_Problem to work on:_
Rewrite the listing below in full, line for line, scaling each x and y coordinate by 1.7 and rounding to the nearest whole number, with halves rounded up. Leave all other wording unchanged.

_Data supplied:_
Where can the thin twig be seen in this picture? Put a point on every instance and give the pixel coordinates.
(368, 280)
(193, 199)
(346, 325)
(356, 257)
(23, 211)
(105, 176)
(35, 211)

_Reply:_
Where can the thin twig be seen in this picture? Put a point on every instance and give the pixel coordinates.
(626, 476)
(328, 338)
(588, 553)
(605, 437)
(39, 359)
(179, 299)
(60, 359)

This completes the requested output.